#### Text provided:
-- start --

# Holding Tanks



## CJ999 (Aug 11, 2005)

Last time we were out, our friends fresh water tank started leaking. His trailer wasn't an Outback, but we took it apart and found that the space the fresh water tank was contained in could easily hold a significantly larger tank. This got me thinking. We love to dry camp and it always seems like our fresh and grey tanks could be about ten times larger.

Is enlargement possible? Has anyone done it?

Our tow vehicle could manage much more than we put on it now, so that part of the equation isn't a concern.


----------



## 7heaven (Jun 4, 2005)

Another factor to consider is can the trailer itself handle the extra weight? One thing we do to expend the gray tank is we wash dishes in wash tubs outside, so we don't fill up our gray tank that way.


----------



## MJRey (Jan 21, 2005)

There are several fairly easy ways to deal with the gray tank filling up. We run into this even on short trips. First get a cap for the dump line that has a 3/4" threaded hose fitting. This will make several of the following options easier. The first way I used to do with our popup is to get a portable tank (10 gal.) on wheels and dump it at the dump station or some other convenient area







. What I do now is drain into a 5 gal expandable water jug and find some plants that need watering, usually in the evening. Another approach I've seen used is to attach a hose to the hose fitting on the cap and drain away some of the water to some needy plants. Now of course these are not all approved methods of dealing with gray water and I'll probably be chastised for my methods or suggestions. But we usually camp at dry locations and I take care not to make a mess either in my or my neighbors campsites. I just can't get too worked up about gray water after many years tent camping and just tossing the water out.

-- end --

#### Given problem 1:
Answer these questions from the holding tanks thread:
(a) Which tank on the friends' trailer started leaking?
(b) Where does 7heaven wash dishes to keep the gray tank from filling?
(c) What size of expandable water jug does MJRey now drain into?
#### Given problem 2:
Transcribe the part of the holding tanks thread starting at "## 7heaven (Jun" and ending at "tank that way.".
#### Given problem 3:
Translate this sentence from the holding tanks thread into Spanish: "Our tow vehicle could manage much more than we put on it now, so that part of the equation isn't a concern."

#### Available data:
-- start --

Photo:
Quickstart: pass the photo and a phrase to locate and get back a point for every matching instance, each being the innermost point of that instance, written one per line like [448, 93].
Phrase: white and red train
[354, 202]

-- end --

#### Complete answer 1:
(a) The fresh water tank.
(b) In wash tubs outside.
(c) A 5 gal expandable water jug.

#### Complete answer 2:
## 7heaven (Jun 4, 2005)

Another factor to consider is can the trailer itself handle the extra weight? One thing we do to expend the gray tank is we wash dishes in wash tubs outside, so we don't fill up our gray tank that way.

#### Complete answer 3:
Nuestro vehículo de remolque podría con mucho más de lo que le ponemos ahora, así que esa parte de la ecuación no es una preocupación.